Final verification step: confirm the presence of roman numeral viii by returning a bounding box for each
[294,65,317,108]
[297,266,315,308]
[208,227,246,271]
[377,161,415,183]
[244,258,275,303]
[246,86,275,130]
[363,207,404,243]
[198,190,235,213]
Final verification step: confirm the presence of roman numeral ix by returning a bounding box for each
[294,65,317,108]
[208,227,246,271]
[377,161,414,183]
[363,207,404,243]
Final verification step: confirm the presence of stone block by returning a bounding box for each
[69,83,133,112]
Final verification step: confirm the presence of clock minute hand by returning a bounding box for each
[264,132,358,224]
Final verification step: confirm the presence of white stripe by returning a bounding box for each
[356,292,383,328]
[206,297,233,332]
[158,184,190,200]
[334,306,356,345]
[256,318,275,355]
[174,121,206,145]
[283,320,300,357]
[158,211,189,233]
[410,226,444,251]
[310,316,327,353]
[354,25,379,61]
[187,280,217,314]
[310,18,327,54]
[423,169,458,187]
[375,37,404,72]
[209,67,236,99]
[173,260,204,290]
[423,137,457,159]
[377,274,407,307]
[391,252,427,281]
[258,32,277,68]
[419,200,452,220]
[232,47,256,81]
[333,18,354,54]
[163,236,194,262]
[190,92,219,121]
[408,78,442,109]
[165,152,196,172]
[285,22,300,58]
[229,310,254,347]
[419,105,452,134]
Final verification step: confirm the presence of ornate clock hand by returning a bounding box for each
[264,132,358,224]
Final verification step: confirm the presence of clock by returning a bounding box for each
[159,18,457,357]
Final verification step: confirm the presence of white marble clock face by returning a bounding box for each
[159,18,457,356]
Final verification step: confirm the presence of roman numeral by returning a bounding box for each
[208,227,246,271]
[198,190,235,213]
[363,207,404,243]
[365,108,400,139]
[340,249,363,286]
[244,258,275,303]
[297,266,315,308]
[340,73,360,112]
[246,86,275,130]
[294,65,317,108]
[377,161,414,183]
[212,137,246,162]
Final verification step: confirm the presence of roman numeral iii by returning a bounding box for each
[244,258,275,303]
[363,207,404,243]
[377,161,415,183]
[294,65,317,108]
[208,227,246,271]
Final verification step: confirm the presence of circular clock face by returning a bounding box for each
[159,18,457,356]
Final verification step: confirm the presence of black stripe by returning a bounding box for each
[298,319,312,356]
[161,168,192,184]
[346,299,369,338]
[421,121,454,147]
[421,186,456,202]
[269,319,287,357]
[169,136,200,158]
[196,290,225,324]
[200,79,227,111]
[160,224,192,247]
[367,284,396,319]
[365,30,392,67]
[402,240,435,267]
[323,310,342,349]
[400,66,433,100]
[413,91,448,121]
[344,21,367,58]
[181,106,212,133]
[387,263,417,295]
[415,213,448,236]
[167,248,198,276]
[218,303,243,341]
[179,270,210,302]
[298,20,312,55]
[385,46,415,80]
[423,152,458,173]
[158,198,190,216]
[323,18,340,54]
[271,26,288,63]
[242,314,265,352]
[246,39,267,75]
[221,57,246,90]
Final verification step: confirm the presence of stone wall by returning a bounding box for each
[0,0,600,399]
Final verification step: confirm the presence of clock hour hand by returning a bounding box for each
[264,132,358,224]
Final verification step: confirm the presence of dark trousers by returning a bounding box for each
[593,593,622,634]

---+---

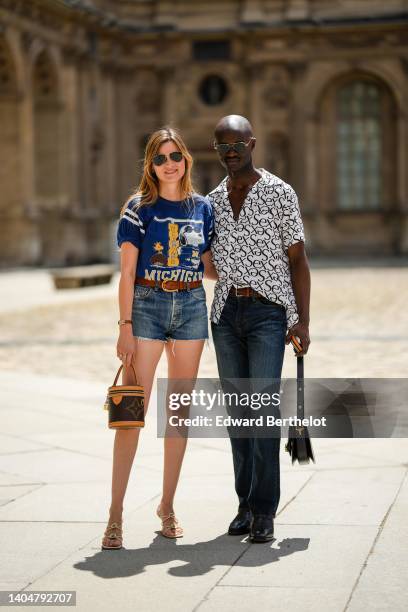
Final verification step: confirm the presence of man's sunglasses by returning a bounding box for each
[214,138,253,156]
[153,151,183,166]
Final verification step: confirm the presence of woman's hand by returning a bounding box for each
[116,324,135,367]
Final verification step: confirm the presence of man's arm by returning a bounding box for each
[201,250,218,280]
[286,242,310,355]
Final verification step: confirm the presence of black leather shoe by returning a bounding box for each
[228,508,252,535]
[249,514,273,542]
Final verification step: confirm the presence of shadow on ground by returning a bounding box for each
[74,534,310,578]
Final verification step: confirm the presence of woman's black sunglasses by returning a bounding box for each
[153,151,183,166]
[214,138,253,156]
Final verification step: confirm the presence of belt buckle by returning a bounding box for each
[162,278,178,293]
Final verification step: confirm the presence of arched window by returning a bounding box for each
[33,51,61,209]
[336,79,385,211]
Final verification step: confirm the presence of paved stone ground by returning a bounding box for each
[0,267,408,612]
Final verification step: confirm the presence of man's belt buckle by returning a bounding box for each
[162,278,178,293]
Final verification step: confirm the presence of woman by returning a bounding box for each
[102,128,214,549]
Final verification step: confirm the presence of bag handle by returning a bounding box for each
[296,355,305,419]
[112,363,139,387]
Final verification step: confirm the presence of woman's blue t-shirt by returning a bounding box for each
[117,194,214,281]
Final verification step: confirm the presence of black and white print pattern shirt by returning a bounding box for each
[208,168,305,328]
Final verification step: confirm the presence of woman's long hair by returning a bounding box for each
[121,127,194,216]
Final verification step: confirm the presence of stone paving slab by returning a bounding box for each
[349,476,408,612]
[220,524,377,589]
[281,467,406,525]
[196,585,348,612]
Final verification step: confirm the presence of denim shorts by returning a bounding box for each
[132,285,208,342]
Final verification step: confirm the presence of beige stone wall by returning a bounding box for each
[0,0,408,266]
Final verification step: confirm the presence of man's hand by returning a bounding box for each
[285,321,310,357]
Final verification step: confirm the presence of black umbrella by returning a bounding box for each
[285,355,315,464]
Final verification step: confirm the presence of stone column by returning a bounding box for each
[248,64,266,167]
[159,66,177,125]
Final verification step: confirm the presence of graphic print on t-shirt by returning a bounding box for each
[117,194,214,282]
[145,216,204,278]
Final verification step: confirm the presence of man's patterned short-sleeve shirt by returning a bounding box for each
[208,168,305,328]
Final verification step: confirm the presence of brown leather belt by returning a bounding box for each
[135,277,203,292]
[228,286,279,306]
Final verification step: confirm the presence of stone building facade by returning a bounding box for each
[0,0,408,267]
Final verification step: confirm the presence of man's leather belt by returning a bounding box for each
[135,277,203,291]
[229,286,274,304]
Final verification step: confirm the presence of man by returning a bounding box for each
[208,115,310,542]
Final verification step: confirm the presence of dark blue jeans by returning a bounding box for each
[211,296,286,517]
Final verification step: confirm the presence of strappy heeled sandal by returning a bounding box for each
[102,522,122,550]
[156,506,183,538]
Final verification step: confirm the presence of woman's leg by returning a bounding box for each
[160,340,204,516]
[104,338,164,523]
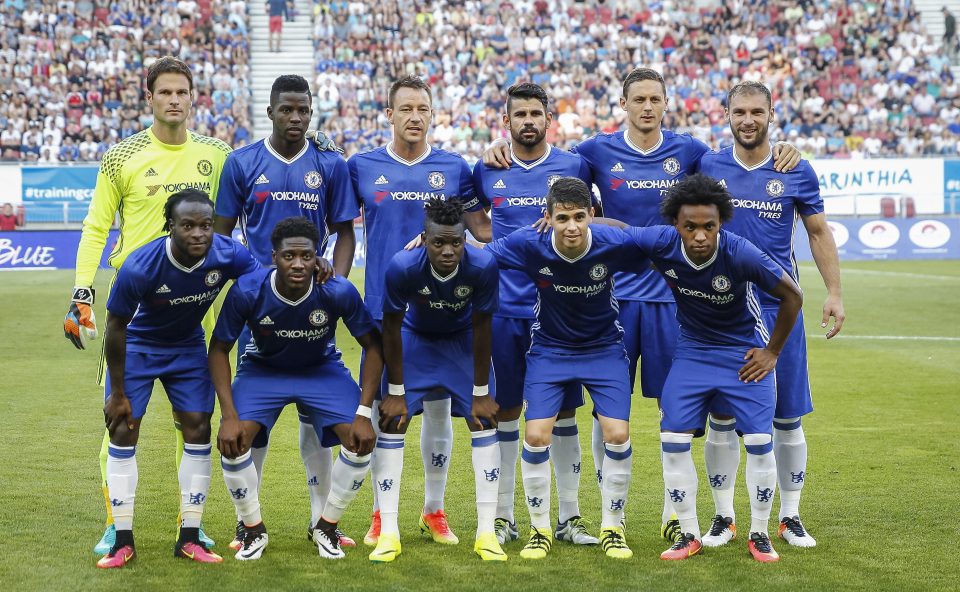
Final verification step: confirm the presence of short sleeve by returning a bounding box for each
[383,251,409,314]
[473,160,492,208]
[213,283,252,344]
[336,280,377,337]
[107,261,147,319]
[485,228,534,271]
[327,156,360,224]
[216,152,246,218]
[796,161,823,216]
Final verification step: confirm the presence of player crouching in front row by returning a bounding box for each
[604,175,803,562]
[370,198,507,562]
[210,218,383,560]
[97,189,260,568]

---+---

- Stated task -
Can you rewrite the records from the line with "Final verification step: confirm the presence of man's patterned" up to and including the line with "[208,115,310,542]", replacing "stone building facade" with "brick building facade" and leaving everything else unchanged?

- Answer to the task -
Final verification step: confirm the presence of man's patterned short-sleeve shirt by returning a bounding box for each
[208,168,305,328]
Final verification step: confirm the presence of brown leather belt by returning a bounding box for each
[135,277,203,292]
[228,286,279,306]
Final verification step: confirm the presence of brick building facade by returning a bounding box for each
[0,0,408,267]
Final verification step: confirm the presence of man's leather belt by returning a bounding box for each
[135,277,203,291]
[229,286,274,304]
Final verification step: confirm the presence of man by returning a bounding box for each
[208,115,310,542]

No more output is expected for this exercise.